__WORK ORDER__: The word to look for is "distant". Report every line of the entries below that has it.

Segment Start: RECORDED DATA

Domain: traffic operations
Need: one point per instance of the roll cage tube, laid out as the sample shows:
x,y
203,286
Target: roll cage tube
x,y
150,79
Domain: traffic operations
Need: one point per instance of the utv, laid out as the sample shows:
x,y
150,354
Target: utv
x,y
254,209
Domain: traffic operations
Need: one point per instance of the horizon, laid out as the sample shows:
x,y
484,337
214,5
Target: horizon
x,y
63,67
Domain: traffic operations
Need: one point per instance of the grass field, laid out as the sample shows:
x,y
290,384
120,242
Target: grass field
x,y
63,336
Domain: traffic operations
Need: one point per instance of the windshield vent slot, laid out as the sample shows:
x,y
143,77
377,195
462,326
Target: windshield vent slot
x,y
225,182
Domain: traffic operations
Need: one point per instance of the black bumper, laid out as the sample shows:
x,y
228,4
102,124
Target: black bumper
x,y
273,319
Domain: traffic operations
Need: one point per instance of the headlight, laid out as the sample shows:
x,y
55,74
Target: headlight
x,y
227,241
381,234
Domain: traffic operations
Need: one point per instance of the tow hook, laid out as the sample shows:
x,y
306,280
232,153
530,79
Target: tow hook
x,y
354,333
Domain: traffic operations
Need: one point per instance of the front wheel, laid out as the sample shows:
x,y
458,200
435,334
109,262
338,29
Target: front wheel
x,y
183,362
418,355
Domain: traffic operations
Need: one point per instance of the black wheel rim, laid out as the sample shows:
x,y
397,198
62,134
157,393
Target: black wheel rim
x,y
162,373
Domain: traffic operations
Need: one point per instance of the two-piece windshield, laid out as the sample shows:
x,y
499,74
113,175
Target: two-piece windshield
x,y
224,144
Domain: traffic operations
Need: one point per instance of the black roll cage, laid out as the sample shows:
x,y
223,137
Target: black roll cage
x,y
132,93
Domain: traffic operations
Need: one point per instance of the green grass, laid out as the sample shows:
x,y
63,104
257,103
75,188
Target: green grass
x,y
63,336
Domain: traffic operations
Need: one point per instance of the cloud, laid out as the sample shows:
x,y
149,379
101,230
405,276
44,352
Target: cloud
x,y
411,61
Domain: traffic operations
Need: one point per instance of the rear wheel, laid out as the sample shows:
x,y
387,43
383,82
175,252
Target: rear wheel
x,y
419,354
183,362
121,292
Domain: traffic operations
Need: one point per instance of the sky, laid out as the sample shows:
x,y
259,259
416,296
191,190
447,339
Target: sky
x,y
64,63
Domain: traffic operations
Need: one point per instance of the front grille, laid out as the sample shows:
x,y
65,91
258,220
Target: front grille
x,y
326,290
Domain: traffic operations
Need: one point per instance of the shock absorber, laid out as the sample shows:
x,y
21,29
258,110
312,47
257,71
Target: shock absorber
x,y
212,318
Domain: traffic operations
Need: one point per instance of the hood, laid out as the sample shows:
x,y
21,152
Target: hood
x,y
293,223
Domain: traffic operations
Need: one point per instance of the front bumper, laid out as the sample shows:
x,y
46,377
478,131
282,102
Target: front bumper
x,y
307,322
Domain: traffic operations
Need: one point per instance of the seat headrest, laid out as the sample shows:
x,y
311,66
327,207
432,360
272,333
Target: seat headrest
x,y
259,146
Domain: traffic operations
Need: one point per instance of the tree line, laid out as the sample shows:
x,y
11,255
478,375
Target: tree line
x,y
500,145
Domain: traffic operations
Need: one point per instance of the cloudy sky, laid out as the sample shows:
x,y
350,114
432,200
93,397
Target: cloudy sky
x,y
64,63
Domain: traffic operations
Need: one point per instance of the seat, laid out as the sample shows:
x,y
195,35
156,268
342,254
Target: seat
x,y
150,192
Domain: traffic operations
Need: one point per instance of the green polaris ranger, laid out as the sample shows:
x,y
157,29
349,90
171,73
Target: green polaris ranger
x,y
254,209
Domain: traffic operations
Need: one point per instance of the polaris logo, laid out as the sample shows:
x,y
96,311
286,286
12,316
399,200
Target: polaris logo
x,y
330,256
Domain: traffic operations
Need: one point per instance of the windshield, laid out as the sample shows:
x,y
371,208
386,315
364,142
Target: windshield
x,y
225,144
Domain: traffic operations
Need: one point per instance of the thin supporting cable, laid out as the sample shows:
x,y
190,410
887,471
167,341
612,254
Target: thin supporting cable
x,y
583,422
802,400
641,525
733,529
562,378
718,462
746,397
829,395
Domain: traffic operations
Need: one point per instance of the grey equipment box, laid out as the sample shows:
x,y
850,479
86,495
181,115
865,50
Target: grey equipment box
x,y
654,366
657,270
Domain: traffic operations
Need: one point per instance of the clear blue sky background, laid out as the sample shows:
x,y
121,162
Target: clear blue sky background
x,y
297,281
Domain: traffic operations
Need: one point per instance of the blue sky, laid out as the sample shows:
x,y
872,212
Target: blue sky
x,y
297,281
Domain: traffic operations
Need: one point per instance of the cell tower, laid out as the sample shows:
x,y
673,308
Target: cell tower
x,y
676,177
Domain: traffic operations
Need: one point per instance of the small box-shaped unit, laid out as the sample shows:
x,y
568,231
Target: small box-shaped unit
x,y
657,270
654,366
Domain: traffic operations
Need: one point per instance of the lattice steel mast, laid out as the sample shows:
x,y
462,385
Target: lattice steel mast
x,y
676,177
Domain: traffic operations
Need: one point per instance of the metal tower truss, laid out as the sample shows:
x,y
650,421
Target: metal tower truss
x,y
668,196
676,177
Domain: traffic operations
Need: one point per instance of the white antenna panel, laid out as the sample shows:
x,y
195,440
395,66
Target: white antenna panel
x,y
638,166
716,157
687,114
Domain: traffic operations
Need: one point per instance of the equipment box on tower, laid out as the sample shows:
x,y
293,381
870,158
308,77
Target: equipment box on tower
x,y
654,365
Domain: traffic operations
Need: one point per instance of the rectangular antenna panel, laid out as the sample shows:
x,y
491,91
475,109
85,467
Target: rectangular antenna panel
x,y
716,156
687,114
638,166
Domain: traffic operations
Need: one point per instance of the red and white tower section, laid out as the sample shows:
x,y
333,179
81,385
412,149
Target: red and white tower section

Segment End: RECORDED DATA
Segment Start: RECORDED DATA

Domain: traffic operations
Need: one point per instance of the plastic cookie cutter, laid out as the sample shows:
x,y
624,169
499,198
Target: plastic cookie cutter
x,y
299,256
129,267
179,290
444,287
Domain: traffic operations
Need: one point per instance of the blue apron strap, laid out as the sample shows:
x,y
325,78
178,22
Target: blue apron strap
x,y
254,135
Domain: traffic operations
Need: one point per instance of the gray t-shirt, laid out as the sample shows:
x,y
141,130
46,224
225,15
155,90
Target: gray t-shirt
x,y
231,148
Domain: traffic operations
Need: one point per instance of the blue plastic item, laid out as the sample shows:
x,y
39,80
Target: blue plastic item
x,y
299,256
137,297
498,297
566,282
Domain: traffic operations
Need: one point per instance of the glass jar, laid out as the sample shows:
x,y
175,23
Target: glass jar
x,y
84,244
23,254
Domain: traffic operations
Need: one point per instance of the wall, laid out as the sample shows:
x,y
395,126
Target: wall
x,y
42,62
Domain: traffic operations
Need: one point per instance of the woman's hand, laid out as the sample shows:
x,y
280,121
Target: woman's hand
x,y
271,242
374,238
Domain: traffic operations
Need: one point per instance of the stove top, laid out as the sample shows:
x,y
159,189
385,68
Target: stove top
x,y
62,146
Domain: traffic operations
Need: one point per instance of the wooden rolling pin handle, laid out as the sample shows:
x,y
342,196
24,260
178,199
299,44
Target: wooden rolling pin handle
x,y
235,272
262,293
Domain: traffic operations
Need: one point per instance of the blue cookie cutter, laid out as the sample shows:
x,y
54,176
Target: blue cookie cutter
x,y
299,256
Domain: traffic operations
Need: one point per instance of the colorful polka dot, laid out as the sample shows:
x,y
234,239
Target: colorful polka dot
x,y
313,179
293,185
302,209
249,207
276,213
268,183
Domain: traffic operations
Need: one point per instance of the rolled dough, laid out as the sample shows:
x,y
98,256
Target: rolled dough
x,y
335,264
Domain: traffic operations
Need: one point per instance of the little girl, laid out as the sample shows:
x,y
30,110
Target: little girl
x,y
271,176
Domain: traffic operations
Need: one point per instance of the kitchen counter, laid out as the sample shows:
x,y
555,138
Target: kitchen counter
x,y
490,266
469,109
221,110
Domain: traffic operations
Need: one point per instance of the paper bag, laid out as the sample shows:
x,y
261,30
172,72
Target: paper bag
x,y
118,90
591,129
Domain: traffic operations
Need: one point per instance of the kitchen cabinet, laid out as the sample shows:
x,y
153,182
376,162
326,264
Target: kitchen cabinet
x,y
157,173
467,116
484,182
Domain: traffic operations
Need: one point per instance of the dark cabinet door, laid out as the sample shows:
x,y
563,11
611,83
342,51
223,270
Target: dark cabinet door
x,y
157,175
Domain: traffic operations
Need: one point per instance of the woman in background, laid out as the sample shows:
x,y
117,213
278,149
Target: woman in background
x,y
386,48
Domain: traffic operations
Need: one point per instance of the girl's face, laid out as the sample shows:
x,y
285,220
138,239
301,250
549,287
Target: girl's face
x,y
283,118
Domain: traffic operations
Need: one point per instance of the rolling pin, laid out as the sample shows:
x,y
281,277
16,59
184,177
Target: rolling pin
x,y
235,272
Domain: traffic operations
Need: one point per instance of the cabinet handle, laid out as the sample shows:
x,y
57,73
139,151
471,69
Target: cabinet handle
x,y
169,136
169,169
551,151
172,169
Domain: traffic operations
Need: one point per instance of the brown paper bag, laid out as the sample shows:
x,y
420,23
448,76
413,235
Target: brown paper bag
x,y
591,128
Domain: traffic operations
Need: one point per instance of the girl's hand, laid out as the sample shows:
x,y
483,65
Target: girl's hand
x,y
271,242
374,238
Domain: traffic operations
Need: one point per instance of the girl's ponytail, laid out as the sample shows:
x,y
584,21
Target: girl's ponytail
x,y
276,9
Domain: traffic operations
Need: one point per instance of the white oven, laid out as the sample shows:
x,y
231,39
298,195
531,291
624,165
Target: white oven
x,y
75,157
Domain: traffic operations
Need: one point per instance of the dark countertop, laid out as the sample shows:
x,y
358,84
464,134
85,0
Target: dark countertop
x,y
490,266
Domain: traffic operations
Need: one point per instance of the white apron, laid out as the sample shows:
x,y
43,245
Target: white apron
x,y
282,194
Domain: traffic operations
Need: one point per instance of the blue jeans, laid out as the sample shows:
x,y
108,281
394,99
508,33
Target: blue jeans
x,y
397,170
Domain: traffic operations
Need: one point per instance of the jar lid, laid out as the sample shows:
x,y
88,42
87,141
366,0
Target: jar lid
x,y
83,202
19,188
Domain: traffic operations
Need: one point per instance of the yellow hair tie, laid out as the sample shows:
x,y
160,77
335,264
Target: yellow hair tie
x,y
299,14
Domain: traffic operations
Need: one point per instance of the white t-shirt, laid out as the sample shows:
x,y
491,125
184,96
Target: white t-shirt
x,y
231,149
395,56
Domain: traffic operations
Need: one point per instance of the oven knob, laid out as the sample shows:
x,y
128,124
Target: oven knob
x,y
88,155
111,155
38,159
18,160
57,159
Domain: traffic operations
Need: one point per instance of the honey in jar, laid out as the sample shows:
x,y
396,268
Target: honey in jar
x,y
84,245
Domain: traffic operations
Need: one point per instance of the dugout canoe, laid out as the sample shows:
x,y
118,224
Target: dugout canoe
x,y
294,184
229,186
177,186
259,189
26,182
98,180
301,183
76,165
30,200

Segment End: RECORDED DATA
Segment Start: RECORDED DATA

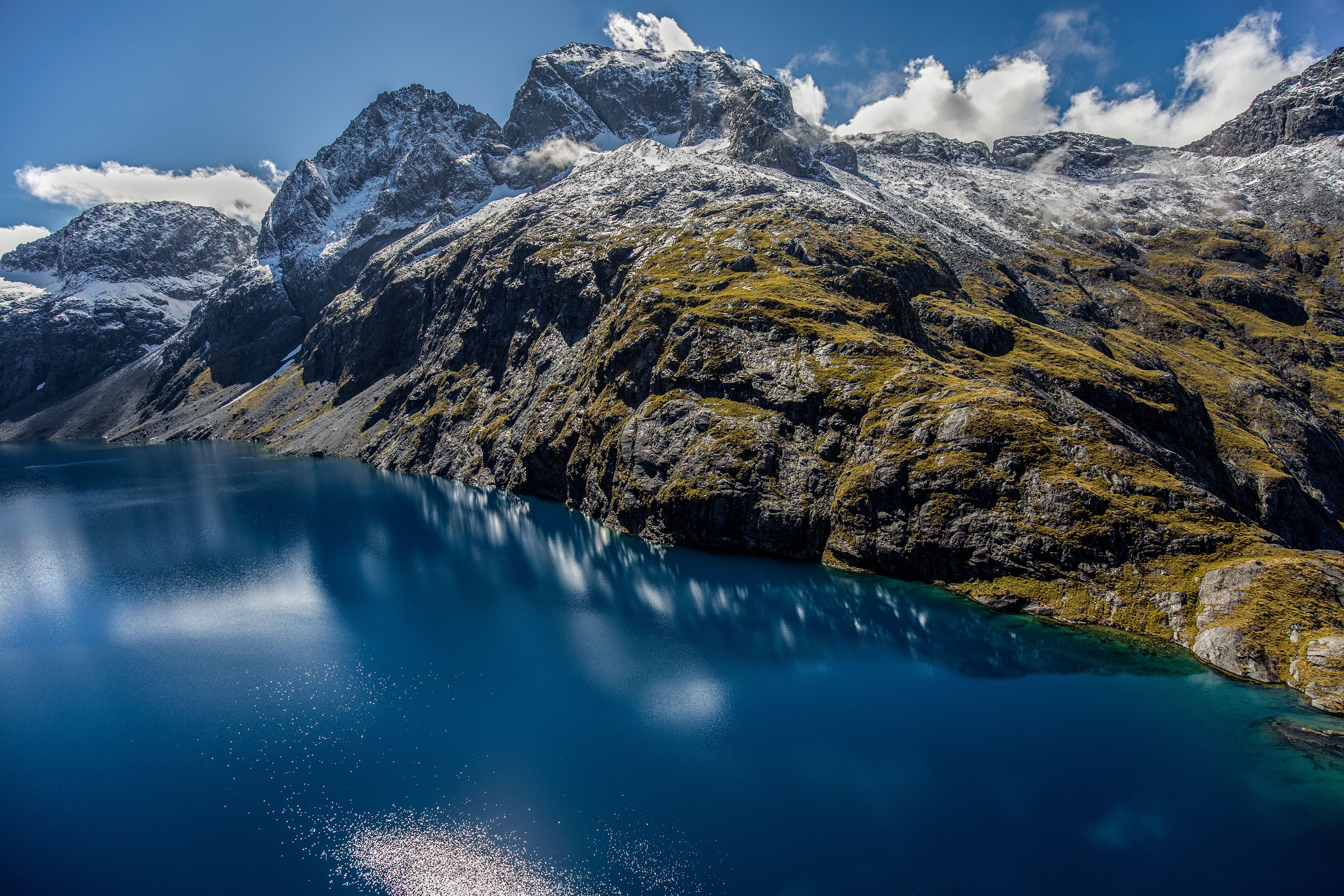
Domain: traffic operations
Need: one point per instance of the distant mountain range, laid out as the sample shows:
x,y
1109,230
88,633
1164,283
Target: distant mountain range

Segment End: RECORDED DATA

__RESPONSE AREA__:
Need: one point per instance of the distant mountain range, laid out as the sample shows:
Target: distant mountain range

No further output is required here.